▸ **Wykonaj polecenia**:
• A. Gdzie i kiedy urodził się Hans Christian Andersen według tekstu o baśniach Andersena?
• B. Kontynuuj tekst o baśniach Andersena od miejsca, w którym się kończy.

▸ **Wybrany tekst**:
· · · · · · ·

Baśnie - najlepszy wynalazek ludzkości


„Jeśli chcesz mieć mądre dziecko, czytaj mu bajki. Jeśli chcesz mieć genialne dziecko, czytaj mu jeszcze więcej bajek” – taką, mniej więcej, receptę dał Einstein dla tych wszystkich, którzy marzą o super dzieciach. Tylko co czytać, skoro książek jest dużo? Czytać czy puścić bajkę w telewizji? Może warto wrócić do korzeni i czytać stare, dobre baśnie. Na przykład Andersena.



Hans Christian Andersen, Baśnie

Powrót do korzeni w dobie tak rozwiniętej techniki może wydawać się pomysłem ekstremalnym. Włączenie bajki w telewizji czy Internecie pomaga zaoszczędzić czas, w końcu dziecko ma zajęcie, a i rodzic może zajmować się swoimi obowiązkami lub po prostu odpocząć. Dziwnie to brzmi, ale tempo, w jakim obecnie żyje większość ludzi narzuca pewien styl... życia właśnie. Dzisiaj obchodzony jest Międzynarodowy Dzień Książki dla Dzieci i poświęcenie parunastu minut na przeczytanie dziecku czy z dzieckiem jednej baśni czy dwóch przyniesie więcej korzyści niż się wydaje.

A dlaczego baśnie Andersena? Święto książki dla dzieci związane jest z twórczością i życiorysem autora dotąd uznawanego za wybitnego twórcę literatury dziecięcej. Hans Christian Andersen urodził się w Odense dnia 2 kwietnia 1805 roku i ponoć uliczna wróżbiarka przepowiedziała mu wielką sławę i sukces. Nikt się nie spodziewał, że dziecko ubogiego szewca będzie na ustach całej Danii i całego świata. Andersenowi udało się wkraść w łaski najbardziej wymagającego czytelnika, czyli dziecka, nawet dziś. Zanim został największym baśniopisarzem wiele przeszedł i wiele znosił kpin, upodleń i cierpienia. Andersen nie był urodziwym dzieckiem, później młodzieńcem – chudy, wysoki z maleńkimi oczkami, ale wielkim nosem; ponadto był dyslektykiem. Wówczas nikt nie wiedział o istnieniu tej przypadłości i Andersena uważano ze leniucha i tumana (!), niestety. Andersen był na szczęście uparty i skoro pragnął sławy, a przecież w dzieciństwie czytał mnóstwo biografii ludzi sukcesu, to parł do przodu, ocierając się czasami o bolesne doświadczenia. Dzięki jego samozaparciu i olbrzymiej wyobraźni możemy śmiać się z Małego Klausa, wzruszać się historią Dziewczynki z zapałkami, kibicować żołnierzowi z „Krzesiwa” i Brzydkiemu Kaczątku, płakać nad losem Stokrotki i Słowika.

· · · · · · ·

▸ **Blok danych**:

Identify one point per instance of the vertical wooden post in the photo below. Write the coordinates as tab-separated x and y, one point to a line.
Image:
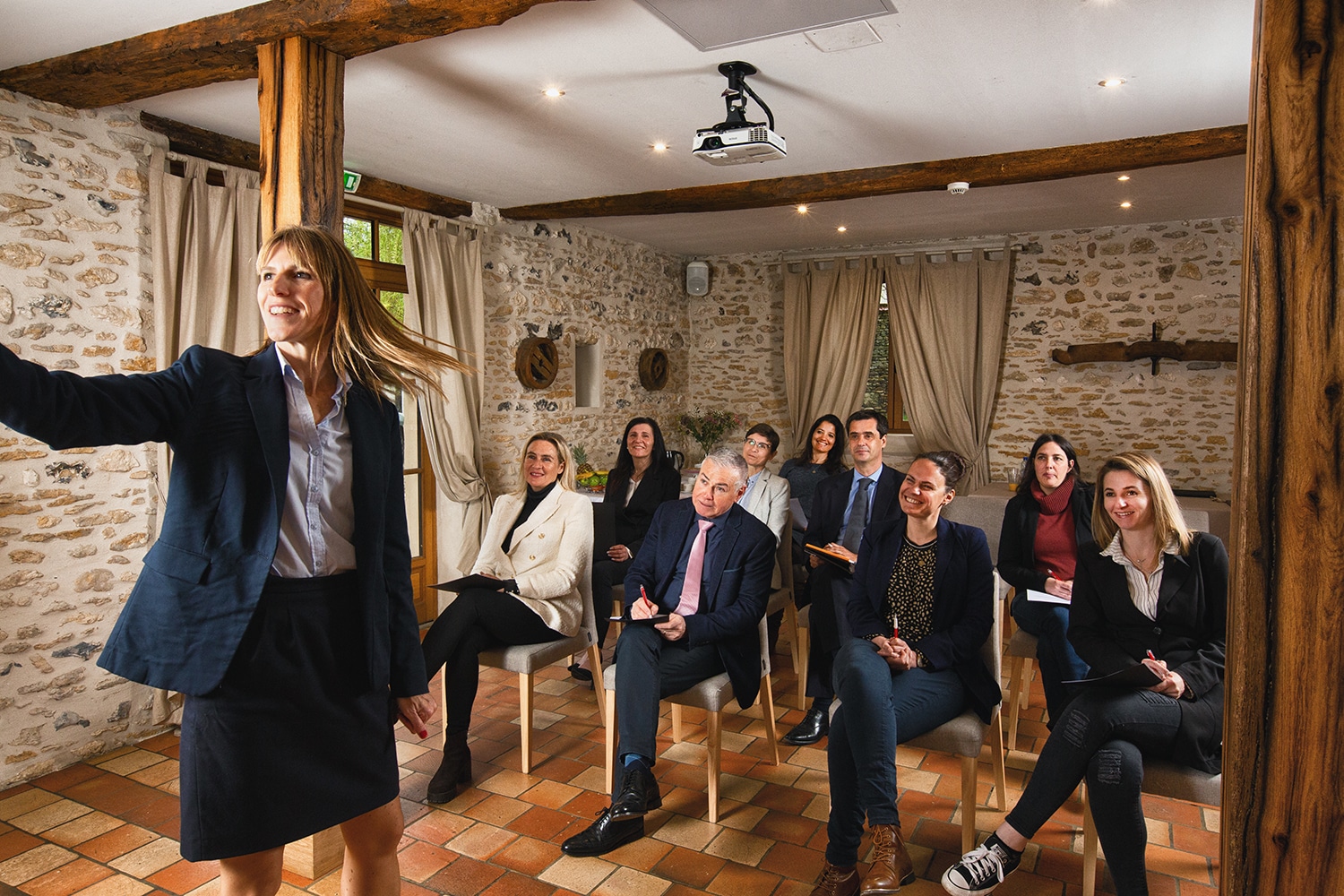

· · · · · · ·

▸ **Odpowiedzi do zadań**:
• A. W Odense, 2 kwietnia 1805 roku.

• B.
Magia Andersena objawia się każdemu pewnie inaczej. Ja w niej doceniam to, że autor nie mami dzieci „słodką” rzeczywistością tylko oswaja ze światem w jego codziennym i szarym wymiarze. Ludzie są pełni wad: skąpi, pazerni, głupi, pyszni, lekceważący, narwani, zazdrośni, przyziemni. Są wśród nich i tacy, którzy kierują się wartościami takimi jak dobro, wdzięczność, miłosierdzie, litość, miłość, przyjaźń, lojalność, odwaga. To kwestia wyboru, dlatego też Andersen pokazuje różne sytuacje, w jakich te wybory się dokonuje. Dobrze to widać w baśni „Kalosze”, kiedy marzy się o czyimś życiu, ponieważ z daleka wygląda na piękne i szczęśliwe, ale tak naprawdę jest albo puste albo smutne. Te baśnie uczą dzieci czuć wzruszenie, radość, uczą dobrotliwego śmiechu i sympatii do łobuziaków, dających nauczkę poważnym złoczyńcom. Uczą cenić wolność.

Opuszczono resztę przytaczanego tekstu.